**CONSIGNES DE L'EXERCICE:**
- 1) Reproduisez le passage de l'article sur la médication du cheval athlète compris entre "Les Sociétés Mères, France" et "les centres d’entraînement.", bornes incluses.
- 2) D'après l'article sur la médication du cheval athlète, quelles organisations constituent les Sociétés Mères ?
- 3) Poursuivez l'article sur la médication du cheval athlète à la suite de sa dernière phrase.

**TEXTE FOURNI:**

===

Actualités
Médication et bien-être chez le cheval athlète
Bien être équin

Médication et bien-être chez le cheval athlète

Publié le 12 Juil. 2022
Image
Médication et bien-être chez le cheval athlète

Dossier #RaceAndCare

Les Sociétés Mères, France Galop et Le Trot, veillent, en relation permanente avec le Ministère de l’Intérieur, à la régularité des courses à travers des règles strictes et des contrôles rigoureux concernant notamment les médications administrées aux chevaux de course. Toutes les courses sont contrôlées, conformément au protocole prévu dans le Code des courses. En complément, des prélèvements sont également réalisés en dehors des hippodromes, notamment sur les centres d’entraînement.

Les entraîneurs ont le devoir de soigner leurs chevaux en cas de blessure ou de maladie, afin qu’ils soient en parfaite condition pour s’entraîner et participer aux compétitions. Mais tous ces soins doivent être prodigués avec transparence, en respectant les délais et indications d’administration requis et sans jamais recourir à des substances prohibées par les Codes des courses des Sociétés Mères ou par le Code de la santé publique.

===

**JEU DE DONNÉES:**
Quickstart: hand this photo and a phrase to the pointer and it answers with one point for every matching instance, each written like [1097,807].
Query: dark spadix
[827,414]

===

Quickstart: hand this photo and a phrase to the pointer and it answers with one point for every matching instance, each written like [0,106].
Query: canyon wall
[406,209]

===

**CORRIGÉ DE L'ACTIVITÉ:**
- 1)
Les Sociétés Mères, France Galop et Le Trot, veillent, en relation permanente avec le Ministère de l’Intérieur, à la régularité des courses à travers des règles strictes et des contrôles rigoureux concernant notamment les médications administrées aux chevaux de course. Toutes les courses sont contrôlées, conformément au protocole prévu dans le Code des courses. En complément, des prélèvements sont également réalisés en dehors des hippodromes, notamment sur les centres d’entraînement.

- 2) France Galop et Le Trot.

- 3)
Il en va de l’intégrité des compétitions, mais également du respect du bien-être animal : les traitements administrés ne doivent pas rendre possible le maintien en course ni même à l’entraînement d’un cheval présentant des affections incompatibles avec l’effort demandé. Ils doivent encore moins encourager un cheval à dépasser ses limites physiques et donc ses performances naturelles.

Le travail d’équipe entre l’entraîneur et le vétérinaire vise donc à concilier recherche de la performance, santé et bien-être des chevaux. Plusieurs intervenants nous partagent leur vision de cette relation.

« La médication ne doit pas intervenir sans raison » Xavier DECAUDIN (entraîneur de trotteurs) 

Xavier DECAUDIN
Xavier DECAUDIN - entraîneur de trotteurs
  • En quoi la médication peut-elle s’inscrire dans le bien-être des chevaux de course ?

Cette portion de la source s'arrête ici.